AIM: Scale the part of the listing that runs from the line containing "Where can you spot the man in pink" through the end of the listing, inclusive, and reproduce every line in that range, requests included. Multiply each coordinate in the answers by 2.1 and round it to a whole number, with halves rounded up, leaving the requests unchanged.

MATERIAL:
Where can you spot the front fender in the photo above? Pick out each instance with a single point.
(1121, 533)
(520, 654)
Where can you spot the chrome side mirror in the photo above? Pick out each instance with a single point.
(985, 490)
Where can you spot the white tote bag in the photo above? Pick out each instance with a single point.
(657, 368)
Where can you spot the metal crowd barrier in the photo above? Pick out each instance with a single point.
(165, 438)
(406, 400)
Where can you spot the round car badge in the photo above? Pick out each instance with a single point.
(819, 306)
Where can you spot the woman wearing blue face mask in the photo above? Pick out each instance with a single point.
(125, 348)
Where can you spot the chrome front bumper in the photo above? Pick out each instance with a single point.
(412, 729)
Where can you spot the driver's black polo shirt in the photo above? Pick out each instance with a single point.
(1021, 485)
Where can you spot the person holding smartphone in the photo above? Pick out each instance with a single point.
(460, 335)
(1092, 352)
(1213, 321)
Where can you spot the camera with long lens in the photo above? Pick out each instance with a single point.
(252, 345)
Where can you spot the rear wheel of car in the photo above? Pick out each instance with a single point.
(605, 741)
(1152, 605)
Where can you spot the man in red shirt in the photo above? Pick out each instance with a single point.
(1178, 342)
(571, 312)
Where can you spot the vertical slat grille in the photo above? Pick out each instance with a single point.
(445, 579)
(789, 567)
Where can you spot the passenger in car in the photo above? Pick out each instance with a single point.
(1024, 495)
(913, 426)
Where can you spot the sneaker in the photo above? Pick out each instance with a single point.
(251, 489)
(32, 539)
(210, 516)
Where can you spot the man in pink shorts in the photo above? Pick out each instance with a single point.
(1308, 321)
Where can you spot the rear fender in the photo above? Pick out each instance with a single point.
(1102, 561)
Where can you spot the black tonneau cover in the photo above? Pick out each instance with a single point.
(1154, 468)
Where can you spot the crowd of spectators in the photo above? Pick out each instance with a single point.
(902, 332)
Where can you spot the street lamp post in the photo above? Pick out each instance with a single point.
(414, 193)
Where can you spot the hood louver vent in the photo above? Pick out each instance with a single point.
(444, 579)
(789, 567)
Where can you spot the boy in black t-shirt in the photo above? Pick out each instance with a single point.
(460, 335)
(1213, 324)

ANSWER FOR THIS EXERCISE:
Where can you spot the man in pink shorts in the photo above? Pick out each instance with a single point.
(2747, 674)
Where can you spot the rear fender in the photo above? Pick out each instance with a single point.
(2314, 1178)
Where can you spot the black tonneau cover in the photo above? Pick out each instance with a single point.
(2423, 983)
Where can you spot the crowd of spectators in the photo above? Pick out each instance with a single point.
(1894, 697)
Where can you spot the street lamp post in the photo above? Pick out each instance with a single point.
(869, 405)
Where can you spot the hood louver vent in the photo above? Pick out each instance with a single point.
(932, 1216)
(1657, 1191)
Where can you spot the boy in black t-shirt in the photo above? Pick out each instance with a single point.
(966, 704)
(2547, 680)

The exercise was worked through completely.